§ **WHAT TO PRODUCE**:
Would you retype, word for word, the line with "ring rule: even-odd" and every line after it through the end of the records below?

§ **SOURCE INFORMATION**:
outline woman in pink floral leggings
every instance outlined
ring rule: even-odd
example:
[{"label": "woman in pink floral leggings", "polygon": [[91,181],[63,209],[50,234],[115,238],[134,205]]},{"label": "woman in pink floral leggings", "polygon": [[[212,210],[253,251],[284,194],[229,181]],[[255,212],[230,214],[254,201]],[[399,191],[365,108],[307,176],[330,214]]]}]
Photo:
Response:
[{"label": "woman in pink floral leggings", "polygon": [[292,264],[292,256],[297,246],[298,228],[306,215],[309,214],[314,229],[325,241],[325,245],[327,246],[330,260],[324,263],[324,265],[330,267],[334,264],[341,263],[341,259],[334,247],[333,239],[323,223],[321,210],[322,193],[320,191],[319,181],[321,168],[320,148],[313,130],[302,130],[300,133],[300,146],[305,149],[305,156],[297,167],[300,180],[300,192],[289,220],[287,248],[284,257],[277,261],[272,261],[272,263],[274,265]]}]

§ **RESULT**:
ring rule: even-odd
example:
[{"label": "woman in pink floral leggings", "polygon": [[91,181],[63,209],[50,234],[115,238],[134,205]]},{"label": "woman in pink floral leggings", "polygon": [[[212,210],[253,251],[284,194],[229,181]],[[255,212],[230,214],[254,201]],[[399,191],[365,108],[307,176],[330,214]]]}]
Photo:
Response:
[{"label": "woman in pink floral leggings", "polygon": [[292,264],[292,256],[297,246],[298,228],[306,215],[309,214],[314,229],[325,241],[325,245],[327,246],[330,260],[324,263],[324,265],[330,267],[334,264],[341,263],[341,259],[334,247],[333,239],[323,223],[321,210],[322,193],[320,191],[319,181],[321,168],[320,148],[313,130],[302,130],[300,133],[300,146],[305,149],[305,156],[297,167],[300,180],[300,192],[289,220],[287,248],[284,257],[277,261],[272,261],[272,263],[274,265]]}]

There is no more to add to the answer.